**WHAT IS REQUIRED:**
Go to the line containing "Target: black car in background" in the records below and print it and every following line exactly, on through the line containing "Target: utility bucket truck", then stop.

**STORED DATA:**
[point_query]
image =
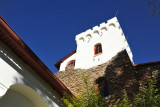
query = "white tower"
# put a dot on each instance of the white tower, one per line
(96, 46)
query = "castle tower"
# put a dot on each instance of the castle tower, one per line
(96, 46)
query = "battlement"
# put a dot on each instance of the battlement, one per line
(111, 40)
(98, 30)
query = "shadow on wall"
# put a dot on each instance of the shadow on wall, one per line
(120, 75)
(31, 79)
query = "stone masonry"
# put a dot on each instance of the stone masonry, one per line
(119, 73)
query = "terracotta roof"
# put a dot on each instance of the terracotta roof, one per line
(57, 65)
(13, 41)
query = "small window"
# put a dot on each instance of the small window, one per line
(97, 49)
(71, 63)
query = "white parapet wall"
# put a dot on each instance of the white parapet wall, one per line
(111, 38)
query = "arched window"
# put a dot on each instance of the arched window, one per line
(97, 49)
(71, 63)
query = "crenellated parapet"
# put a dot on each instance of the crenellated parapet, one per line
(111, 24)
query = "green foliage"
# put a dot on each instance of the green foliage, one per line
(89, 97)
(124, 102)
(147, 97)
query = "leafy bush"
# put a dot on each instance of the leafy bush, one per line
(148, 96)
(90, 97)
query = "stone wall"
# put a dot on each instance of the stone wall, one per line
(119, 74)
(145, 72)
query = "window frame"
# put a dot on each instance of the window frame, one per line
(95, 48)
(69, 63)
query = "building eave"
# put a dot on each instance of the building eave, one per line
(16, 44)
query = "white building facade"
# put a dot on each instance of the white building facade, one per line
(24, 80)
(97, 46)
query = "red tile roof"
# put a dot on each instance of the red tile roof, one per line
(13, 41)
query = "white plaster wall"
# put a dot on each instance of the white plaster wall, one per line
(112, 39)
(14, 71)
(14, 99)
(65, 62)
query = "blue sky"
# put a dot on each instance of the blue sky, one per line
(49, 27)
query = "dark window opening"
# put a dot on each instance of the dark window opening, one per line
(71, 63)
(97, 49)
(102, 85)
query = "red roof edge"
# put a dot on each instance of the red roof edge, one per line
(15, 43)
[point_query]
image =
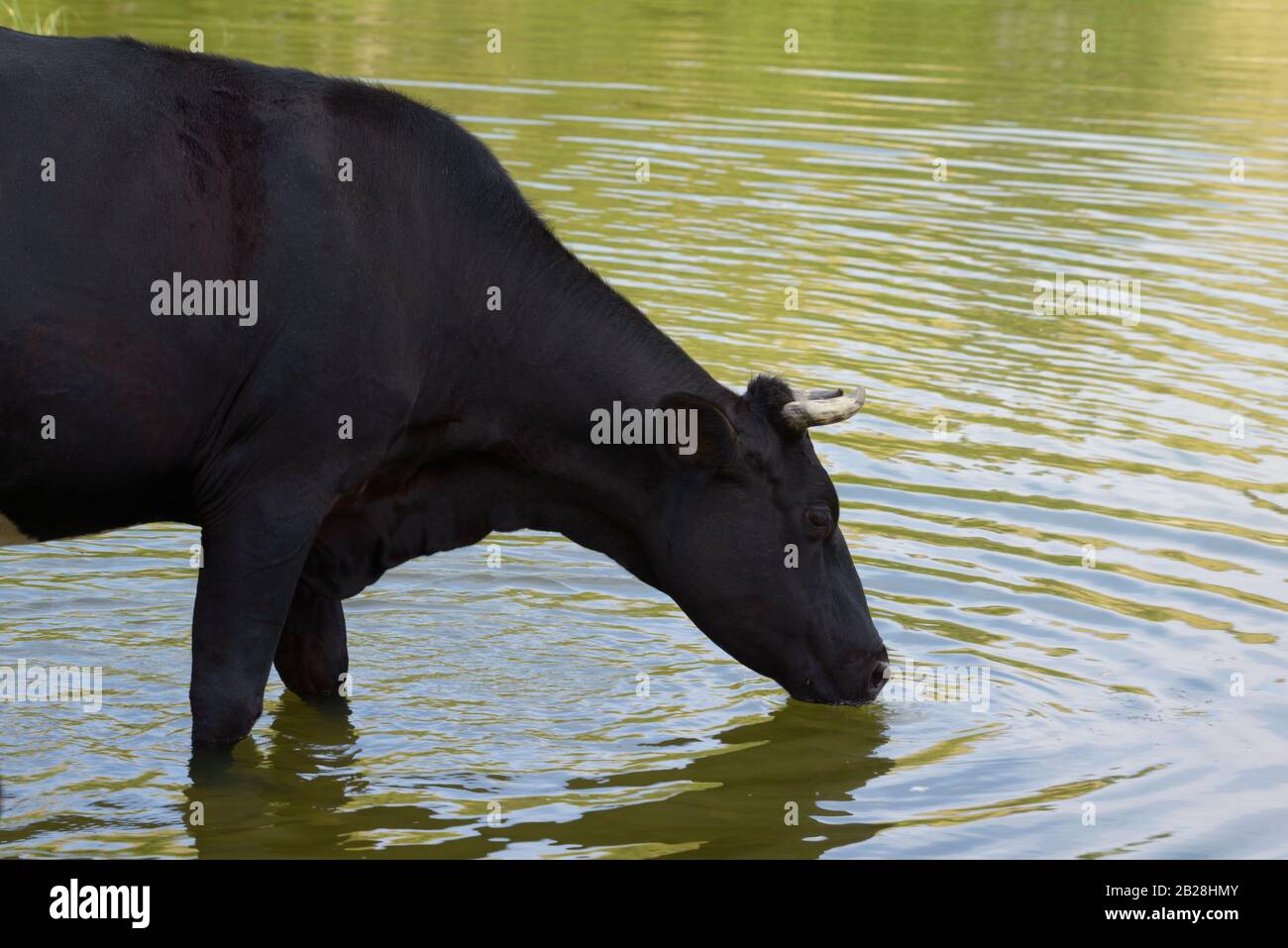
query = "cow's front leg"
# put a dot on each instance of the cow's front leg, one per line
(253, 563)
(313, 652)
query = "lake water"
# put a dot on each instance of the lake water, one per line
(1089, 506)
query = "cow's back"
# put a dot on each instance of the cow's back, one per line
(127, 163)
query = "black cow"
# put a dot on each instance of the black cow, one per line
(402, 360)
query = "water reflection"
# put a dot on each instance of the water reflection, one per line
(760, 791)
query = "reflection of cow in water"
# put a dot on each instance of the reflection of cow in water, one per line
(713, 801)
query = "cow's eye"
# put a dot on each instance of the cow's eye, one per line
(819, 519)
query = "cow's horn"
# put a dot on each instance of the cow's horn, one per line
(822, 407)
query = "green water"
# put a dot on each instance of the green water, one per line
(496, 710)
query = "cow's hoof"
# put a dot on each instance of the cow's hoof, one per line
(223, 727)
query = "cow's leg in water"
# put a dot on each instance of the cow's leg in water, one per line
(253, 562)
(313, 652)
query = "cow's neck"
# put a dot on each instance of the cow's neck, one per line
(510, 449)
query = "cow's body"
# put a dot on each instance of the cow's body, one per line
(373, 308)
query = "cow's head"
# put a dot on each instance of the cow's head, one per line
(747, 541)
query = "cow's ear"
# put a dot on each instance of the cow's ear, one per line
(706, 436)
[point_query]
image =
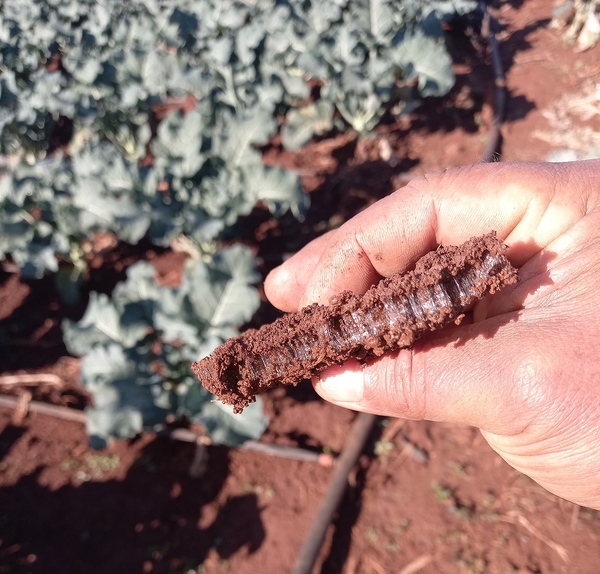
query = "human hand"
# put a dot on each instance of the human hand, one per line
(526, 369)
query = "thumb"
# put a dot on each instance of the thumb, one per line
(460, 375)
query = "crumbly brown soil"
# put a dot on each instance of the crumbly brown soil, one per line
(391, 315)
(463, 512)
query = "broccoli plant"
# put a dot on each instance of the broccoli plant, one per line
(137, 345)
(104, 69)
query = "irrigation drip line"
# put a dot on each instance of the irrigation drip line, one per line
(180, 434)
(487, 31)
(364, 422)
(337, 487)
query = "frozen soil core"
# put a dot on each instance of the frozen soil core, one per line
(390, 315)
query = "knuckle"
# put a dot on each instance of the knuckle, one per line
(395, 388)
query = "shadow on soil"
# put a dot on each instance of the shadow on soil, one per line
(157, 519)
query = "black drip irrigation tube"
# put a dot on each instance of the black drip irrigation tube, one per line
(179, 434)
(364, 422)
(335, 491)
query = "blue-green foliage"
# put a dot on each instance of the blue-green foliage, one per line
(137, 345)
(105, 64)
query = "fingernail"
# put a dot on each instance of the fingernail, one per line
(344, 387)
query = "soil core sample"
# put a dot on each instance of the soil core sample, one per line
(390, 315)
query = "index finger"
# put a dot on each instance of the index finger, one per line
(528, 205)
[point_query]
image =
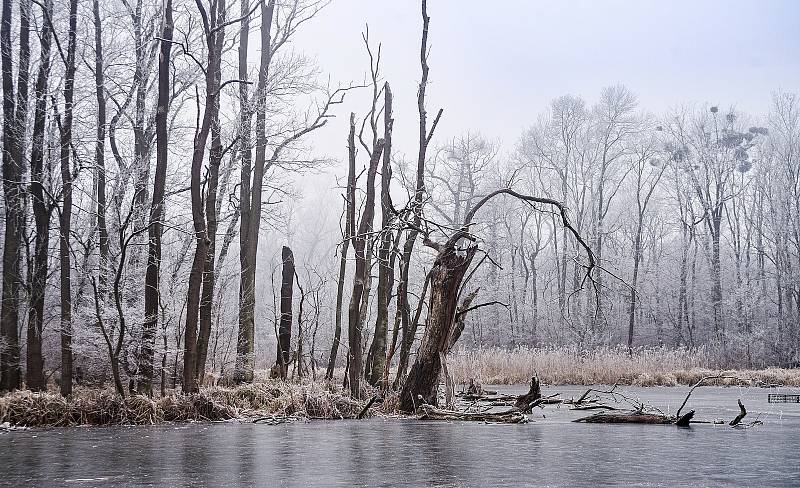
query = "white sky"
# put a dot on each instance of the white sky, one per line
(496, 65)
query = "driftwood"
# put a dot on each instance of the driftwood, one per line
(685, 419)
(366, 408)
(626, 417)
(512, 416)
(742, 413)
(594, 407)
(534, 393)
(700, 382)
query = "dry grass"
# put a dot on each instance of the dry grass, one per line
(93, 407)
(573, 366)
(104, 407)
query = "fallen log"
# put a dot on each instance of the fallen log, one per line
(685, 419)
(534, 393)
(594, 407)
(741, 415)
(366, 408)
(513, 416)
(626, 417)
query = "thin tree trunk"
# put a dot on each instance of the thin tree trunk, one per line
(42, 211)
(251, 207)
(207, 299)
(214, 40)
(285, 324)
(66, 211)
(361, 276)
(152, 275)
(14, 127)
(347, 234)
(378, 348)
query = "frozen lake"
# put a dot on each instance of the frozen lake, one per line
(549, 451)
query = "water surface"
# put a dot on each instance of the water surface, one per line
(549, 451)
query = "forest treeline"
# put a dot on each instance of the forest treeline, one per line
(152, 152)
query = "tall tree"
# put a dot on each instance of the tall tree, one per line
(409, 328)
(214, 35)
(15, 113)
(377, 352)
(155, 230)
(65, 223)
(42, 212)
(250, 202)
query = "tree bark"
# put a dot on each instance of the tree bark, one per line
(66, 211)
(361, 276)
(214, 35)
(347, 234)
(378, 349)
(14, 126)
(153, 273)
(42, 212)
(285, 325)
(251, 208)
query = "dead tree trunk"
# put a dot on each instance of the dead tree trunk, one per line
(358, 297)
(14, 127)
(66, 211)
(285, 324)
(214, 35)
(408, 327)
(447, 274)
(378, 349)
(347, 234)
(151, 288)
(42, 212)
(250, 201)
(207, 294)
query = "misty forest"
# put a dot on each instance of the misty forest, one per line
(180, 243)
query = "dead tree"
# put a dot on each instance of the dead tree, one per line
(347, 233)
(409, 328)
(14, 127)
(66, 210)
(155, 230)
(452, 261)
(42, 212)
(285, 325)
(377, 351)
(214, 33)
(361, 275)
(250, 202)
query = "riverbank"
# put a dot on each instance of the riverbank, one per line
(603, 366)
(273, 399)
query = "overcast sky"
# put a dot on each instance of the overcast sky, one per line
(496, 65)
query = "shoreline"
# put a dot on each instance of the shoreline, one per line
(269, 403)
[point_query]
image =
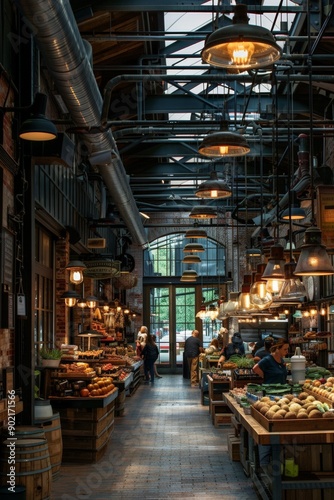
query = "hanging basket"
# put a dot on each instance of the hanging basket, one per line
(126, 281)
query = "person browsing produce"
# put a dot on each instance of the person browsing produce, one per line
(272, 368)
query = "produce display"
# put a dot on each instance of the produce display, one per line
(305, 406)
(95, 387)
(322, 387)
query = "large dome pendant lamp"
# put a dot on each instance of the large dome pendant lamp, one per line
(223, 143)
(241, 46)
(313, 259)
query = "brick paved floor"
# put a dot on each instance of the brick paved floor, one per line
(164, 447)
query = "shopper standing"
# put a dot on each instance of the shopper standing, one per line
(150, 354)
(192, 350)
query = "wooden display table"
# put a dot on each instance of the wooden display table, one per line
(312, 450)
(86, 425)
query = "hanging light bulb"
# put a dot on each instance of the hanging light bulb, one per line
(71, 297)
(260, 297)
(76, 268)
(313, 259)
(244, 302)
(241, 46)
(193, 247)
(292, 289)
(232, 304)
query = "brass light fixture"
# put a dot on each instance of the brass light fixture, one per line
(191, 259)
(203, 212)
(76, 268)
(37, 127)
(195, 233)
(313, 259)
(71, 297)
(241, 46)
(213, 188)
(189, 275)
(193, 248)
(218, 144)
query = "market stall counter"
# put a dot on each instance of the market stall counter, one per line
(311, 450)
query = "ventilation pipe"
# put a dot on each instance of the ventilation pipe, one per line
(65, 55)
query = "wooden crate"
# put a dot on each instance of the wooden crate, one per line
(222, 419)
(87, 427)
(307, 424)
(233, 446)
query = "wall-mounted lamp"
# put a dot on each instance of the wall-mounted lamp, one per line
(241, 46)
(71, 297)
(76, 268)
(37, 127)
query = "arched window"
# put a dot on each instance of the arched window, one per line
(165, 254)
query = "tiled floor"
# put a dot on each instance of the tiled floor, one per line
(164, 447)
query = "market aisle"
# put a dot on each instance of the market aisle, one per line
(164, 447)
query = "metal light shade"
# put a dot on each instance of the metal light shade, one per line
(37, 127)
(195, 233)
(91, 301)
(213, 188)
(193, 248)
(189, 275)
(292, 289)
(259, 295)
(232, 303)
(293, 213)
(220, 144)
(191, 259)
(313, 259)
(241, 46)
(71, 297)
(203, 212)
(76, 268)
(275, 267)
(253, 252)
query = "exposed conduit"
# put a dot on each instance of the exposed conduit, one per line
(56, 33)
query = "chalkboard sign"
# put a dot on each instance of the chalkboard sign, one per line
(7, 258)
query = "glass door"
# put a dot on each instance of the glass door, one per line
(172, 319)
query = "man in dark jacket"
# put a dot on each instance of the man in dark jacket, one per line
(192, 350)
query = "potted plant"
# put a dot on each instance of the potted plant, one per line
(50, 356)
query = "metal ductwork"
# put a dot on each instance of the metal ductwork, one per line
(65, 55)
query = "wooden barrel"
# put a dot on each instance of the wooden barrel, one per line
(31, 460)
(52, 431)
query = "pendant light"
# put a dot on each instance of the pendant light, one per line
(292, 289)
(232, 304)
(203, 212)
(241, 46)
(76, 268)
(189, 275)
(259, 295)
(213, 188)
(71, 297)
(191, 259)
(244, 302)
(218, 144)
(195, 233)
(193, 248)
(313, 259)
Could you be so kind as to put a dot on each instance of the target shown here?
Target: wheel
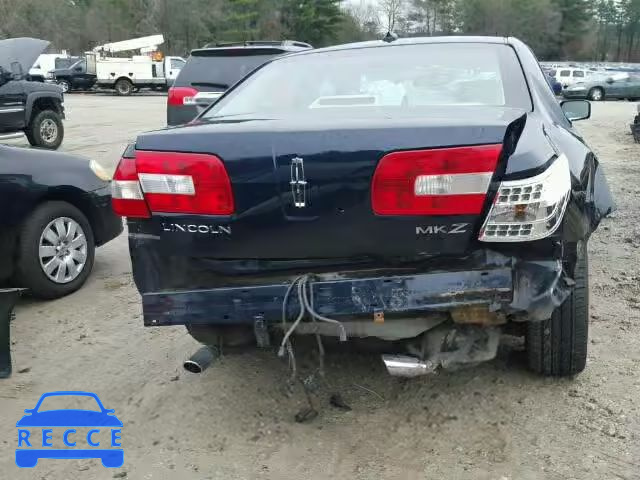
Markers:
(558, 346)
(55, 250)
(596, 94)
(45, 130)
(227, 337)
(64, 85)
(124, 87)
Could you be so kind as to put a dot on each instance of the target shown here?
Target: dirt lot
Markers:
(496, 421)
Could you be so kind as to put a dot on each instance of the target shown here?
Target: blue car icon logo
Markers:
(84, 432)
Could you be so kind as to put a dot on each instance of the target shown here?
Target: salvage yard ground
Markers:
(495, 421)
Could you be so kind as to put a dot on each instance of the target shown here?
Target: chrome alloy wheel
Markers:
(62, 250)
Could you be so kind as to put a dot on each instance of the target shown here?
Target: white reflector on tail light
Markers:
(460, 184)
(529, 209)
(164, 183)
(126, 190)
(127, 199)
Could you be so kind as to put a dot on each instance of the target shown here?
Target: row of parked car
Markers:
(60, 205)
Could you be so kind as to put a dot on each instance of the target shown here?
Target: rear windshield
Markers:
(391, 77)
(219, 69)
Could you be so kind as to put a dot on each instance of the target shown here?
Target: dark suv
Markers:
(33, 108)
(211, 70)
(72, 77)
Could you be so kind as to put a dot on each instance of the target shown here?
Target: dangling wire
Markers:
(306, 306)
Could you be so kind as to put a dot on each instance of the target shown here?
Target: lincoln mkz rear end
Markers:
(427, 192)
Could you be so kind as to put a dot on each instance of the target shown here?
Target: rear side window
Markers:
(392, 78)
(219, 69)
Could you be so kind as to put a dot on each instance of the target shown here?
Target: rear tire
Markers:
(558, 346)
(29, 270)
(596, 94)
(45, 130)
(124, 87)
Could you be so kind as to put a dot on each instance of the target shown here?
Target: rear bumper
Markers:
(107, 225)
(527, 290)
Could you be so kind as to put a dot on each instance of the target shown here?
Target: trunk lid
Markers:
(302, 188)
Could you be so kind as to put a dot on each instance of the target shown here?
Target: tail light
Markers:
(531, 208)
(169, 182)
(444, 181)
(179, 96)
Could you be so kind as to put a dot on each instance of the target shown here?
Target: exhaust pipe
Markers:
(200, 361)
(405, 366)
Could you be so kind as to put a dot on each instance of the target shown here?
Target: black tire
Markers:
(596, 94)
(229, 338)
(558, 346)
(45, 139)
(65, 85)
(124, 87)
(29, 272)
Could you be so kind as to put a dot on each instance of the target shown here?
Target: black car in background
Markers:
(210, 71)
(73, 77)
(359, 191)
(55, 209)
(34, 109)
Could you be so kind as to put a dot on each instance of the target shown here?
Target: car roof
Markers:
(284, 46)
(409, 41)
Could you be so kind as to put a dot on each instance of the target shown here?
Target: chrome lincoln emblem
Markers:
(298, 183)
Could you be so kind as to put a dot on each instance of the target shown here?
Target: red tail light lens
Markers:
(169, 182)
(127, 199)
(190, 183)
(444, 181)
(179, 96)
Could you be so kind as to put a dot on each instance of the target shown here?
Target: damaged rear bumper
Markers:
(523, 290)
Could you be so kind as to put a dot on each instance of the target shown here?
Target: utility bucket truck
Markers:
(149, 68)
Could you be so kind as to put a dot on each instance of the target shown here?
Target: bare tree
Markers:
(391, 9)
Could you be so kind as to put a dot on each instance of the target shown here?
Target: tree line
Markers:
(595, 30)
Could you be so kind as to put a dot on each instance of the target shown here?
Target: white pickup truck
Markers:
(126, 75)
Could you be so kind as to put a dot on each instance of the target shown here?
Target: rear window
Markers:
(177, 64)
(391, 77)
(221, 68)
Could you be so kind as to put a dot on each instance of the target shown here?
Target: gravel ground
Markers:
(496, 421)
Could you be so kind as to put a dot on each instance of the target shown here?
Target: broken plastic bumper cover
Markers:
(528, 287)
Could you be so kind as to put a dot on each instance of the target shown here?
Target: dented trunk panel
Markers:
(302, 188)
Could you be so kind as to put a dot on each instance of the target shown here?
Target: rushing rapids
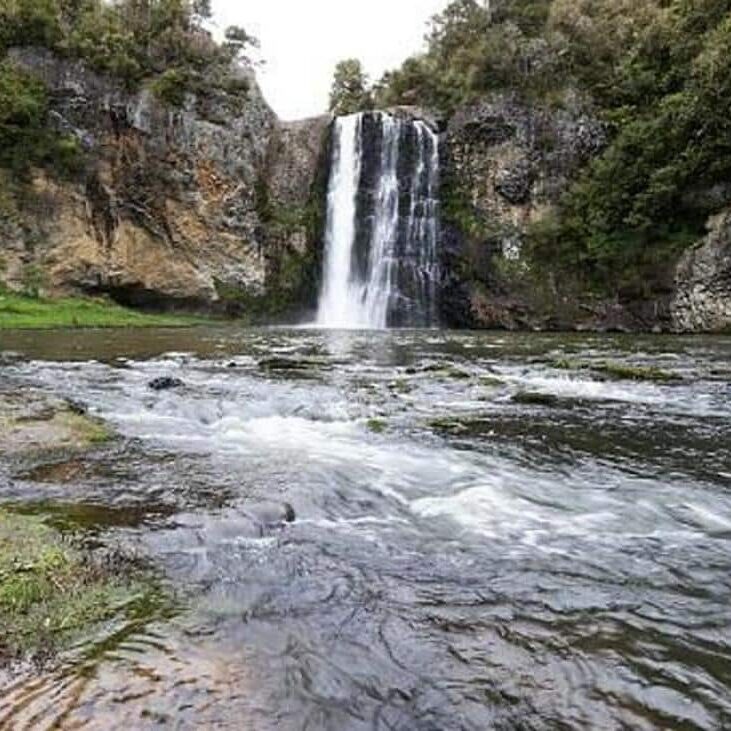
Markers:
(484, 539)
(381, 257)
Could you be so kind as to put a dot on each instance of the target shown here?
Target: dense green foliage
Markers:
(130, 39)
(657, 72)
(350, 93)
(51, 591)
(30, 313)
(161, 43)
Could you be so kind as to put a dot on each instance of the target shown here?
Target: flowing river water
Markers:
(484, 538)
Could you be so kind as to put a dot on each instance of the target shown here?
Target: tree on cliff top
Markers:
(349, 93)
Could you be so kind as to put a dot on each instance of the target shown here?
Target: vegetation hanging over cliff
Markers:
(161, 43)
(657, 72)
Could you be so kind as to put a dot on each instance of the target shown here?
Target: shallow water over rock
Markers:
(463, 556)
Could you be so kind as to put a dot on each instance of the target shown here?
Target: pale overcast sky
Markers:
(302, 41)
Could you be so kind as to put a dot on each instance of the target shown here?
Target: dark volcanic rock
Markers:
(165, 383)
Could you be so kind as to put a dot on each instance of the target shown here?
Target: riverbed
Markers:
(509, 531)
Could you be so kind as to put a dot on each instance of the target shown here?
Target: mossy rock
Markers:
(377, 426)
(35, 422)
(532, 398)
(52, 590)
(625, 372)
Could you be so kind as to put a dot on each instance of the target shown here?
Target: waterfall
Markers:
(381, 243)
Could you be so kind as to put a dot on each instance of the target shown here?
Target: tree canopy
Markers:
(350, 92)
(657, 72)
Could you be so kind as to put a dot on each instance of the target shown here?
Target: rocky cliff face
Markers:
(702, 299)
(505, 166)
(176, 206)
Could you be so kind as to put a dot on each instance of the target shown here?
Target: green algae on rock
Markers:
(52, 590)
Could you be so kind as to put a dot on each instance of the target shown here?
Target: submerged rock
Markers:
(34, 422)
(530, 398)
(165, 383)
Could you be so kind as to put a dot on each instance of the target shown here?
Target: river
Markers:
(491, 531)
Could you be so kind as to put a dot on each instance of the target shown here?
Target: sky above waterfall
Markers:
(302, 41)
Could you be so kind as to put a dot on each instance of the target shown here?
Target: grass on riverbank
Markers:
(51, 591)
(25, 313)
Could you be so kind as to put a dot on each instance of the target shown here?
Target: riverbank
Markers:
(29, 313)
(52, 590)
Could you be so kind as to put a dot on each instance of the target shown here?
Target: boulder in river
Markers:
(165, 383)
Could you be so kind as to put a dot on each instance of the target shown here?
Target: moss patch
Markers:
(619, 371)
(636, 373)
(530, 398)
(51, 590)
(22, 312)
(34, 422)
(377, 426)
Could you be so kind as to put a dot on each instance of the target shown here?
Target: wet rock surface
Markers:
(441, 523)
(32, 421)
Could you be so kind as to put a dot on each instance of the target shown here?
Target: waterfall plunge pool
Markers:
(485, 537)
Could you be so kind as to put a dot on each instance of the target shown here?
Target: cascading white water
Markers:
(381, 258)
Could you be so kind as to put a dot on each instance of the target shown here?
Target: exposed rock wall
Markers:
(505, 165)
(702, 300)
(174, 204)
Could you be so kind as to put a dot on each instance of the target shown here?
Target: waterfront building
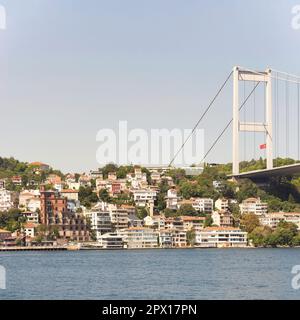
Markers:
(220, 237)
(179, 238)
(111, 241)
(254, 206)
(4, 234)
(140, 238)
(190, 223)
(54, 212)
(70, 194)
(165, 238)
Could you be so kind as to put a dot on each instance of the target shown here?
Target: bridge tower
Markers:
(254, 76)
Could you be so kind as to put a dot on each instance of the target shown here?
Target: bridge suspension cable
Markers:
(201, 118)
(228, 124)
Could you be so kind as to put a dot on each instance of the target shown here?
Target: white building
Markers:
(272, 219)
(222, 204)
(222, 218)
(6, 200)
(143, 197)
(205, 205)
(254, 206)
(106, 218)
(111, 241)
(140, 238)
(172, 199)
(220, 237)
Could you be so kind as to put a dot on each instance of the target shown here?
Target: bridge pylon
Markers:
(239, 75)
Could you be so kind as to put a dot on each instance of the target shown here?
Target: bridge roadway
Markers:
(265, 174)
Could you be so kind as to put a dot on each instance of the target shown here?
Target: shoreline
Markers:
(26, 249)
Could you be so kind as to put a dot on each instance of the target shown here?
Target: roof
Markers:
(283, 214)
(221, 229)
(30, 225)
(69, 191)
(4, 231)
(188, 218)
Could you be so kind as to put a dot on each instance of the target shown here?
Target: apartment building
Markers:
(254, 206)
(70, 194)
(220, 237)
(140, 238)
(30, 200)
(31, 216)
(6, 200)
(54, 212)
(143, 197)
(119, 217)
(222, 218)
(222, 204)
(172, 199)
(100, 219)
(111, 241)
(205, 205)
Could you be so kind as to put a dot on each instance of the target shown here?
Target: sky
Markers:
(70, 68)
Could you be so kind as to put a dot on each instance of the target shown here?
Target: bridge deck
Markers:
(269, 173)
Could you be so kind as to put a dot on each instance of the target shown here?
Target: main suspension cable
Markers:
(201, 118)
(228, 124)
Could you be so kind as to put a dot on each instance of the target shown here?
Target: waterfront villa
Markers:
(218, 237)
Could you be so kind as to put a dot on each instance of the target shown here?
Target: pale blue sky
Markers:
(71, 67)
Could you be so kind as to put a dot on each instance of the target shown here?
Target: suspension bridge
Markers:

**RESULT FOR THIS EXERCISE:**
Target: black car in background
Markers:
(210, 71)
(73, 77)
(359, 191)
(55, 209)
(34, 109)
Could you be so kind as to put a dot on each instance of the target shown here?
Target: car roof
Markers:
(284, 46)
(409, 41)
Could you be so kind as to put a dot on each instance of the target shown here?
Target: chrome lincoln emblem
Markers:
(298, 183)
Could you be so kind as to put a dot on each instance of the target shown here?
Target: red tail light lens
Markers:
(169, 182)
(127, 199)
(190, 183)
(444, 181)
(179, 96)
Could you be so kind as to put a dot on each instance of the target shown here?
Target: damaged rear bumper
Markers:
(523, 290)
Could you be so kind as to put a dot on each instance of the target shown here?
Target: utility bucket truck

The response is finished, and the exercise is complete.